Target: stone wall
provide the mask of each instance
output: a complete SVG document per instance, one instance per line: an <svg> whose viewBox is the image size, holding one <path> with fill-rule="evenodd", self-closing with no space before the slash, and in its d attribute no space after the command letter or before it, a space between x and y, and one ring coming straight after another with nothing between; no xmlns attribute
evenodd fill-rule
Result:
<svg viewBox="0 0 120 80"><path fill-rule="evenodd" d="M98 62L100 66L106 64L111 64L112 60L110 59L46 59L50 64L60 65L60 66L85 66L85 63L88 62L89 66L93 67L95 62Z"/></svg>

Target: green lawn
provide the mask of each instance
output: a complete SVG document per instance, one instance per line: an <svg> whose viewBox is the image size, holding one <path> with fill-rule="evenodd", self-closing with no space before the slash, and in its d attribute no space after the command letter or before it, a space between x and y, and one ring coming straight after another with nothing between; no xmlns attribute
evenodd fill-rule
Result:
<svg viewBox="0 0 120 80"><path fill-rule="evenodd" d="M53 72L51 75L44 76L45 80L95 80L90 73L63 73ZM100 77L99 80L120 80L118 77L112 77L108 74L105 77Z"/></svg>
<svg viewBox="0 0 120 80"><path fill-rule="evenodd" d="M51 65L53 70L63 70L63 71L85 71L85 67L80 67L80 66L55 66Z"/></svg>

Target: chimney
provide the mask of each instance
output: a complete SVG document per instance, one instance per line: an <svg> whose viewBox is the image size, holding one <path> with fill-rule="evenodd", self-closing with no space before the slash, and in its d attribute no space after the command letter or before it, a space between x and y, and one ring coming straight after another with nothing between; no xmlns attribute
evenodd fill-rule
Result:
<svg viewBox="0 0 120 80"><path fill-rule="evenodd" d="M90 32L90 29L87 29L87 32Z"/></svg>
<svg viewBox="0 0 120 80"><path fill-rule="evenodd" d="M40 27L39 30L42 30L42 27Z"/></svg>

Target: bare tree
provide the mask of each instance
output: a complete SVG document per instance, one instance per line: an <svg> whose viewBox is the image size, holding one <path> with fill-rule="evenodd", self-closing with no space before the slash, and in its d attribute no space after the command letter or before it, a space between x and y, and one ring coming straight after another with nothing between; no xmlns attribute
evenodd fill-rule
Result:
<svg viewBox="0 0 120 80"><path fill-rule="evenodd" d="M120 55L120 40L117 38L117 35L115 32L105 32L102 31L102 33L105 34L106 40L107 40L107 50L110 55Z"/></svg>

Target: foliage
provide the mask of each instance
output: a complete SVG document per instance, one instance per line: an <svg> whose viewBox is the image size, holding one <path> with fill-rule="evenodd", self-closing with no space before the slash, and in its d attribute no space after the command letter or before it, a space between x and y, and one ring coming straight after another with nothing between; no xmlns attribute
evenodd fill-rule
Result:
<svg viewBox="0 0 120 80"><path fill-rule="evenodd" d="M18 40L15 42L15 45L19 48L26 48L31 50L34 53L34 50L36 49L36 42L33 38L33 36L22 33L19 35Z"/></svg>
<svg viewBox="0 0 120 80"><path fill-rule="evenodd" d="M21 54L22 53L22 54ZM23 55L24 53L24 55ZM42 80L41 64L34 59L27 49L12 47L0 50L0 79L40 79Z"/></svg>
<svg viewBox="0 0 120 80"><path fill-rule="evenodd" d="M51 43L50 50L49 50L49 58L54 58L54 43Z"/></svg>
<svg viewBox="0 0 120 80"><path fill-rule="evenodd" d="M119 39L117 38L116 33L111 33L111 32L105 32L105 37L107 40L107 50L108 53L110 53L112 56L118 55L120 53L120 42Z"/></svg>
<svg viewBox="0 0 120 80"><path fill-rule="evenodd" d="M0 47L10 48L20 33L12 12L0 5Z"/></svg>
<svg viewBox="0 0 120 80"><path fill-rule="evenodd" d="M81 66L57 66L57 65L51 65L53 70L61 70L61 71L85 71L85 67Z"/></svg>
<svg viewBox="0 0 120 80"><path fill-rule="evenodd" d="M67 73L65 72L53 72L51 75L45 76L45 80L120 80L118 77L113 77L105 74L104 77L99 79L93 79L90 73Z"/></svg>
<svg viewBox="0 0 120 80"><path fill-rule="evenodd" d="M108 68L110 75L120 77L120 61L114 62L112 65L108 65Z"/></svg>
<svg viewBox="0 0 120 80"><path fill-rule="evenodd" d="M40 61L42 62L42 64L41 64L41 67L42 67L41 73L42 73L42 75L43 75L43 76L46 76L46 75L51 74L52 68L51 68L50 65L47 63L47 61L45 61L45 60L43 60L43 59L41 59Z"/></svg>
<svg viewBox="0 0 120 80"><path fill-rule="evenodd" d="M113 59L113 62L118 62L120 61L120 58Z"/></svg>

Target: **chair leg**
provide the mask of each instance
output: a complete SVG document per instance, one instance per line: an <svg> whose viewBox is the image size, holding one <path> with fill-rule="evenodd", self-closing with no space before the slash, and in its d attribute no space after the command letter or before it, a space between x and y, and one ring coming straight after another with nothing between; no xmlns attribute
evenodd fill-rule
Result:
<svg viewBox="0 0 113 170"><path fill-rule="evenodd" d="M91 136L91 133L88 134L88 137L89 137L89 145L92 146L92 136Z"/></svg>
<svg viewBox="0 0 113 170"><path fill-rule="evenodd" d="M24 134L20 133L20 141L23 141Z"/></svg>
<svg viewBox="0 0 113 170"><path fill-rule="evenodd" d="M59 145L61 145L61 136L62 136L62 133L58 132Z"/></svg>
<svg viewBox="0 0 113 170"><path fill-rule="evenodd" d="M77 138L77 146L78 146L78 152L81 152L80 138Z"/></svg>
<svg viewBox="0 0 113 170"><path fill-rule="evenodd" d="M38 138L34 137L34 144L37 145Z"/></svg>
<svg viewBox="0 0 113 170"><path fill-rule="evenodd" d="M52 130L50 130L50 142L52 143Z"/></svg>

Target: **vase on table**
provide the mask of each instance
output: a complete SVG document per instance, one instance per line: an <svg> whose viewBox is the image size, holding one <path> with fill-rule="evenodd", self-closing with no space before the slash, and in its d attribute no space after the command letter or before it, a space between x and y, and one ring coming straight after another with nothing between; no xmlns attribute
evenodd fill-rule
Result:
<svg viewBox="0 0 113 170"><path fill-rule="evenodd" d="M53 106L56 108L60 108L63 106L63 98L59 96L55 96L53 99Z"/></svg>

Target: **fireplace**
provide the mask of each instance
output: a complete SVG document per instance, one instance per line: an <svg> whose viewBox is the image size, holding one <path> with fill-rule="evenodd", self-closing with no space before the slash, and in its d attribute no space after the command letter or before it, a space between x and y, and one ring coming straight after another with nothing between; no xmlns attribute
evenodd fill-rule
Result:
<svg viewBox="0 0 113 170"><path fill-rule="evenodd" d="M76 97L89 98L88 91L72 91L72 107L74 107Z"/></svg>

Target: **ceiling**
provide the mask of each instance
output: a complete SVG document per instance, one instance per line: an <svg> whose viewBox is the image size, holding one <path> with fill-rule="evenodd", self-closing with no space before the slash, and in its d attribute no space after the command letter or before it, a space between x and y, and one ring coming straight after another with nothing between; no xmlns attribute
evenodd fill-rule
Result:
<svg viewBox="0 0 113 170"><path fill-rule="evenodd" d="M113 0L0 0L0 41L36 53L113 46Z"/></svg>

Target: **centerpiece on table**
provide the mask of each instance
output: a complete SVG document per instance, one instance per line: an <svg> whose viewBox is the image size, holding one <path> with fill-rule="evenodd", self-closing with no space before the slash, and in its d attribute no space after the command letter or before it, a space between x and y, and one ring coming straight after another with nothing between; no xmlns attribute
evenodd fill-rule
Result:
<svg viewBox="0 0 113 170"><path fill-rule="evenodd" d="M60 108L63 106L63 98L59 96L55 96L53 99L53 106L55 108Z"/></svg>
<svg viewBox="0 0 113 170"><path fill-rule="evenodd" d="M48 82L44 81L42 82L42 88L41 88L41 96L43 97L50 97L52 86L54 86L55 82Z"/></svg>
· · ·
### The request
Reproduce the records from the line containing "Target: **fireplace**" through the end of the records, putting "roof" in place of "ceiling" and leaving everything else as it stands.

### Problem solution
Target: **fireplace**
provide the mask of each instance
output: a complete SVG document per instance, one instance per line: an <svg> whose viewBox is the image size, holding one <path> with fill-rule="evenodd", self-closing with no space before the slash, and in its d attribute no space after the command letter or before it, a space between x and y, and one ring coming straight after another with nothing between; no xmlns attribute
evenodd fill-rule
Result:
<svg viewBox="0 0 113 170"><path fill-rule="evenodd" d="M76 97L89 98L88 91L72 91L72 107L74 107Z"/></svg>

Target: **roof**
provide the mask of each instance
output: a complete SVG document per instance, one instance per line: an <svg> whose viewBox is the image size, holding one <path> with fill-rule="evenodd", self-closing with no space before the slash, and in its d attribute no space after the command letter or before it, a space between x and y, and one ring coming straight after another with nothing between; no xmlns attribute
evenodd fill-rule
Result:
<svg viewBox="0 0 113 170"><path fill-rule="evenodd" d="M113 0L0 0L0 41L36 53L113 46Z"/></svg>

Target: **centerpiece on table**
provide the mask of each instance
output: a complete SVG document per instance, one instance per line: an <svg> whose viewBox is the image size, holding one <path> with fill-rule="evenodd", self-closing with no space before the slash, and in its d attribute no space after the command letter or before it, a space between x and y, and one ring coming straight after another with nothing between; no xmlns attribute
evenodd fill-rule
Result:
<svg viewBox="0 0 113 170"><path fill-rule="evenodd" d="M60 108L63 106L63 98L59 96L55 96L53 99L53 106L55 108Z"/></svg>
<svg viewBox="0 0 113 170"><path fill-rule="evenodd" d="M48 82L44 81L42 82L42 88L41 88L41 96L43 97L50 97L52 86L54 86L55 82Z"/></svg>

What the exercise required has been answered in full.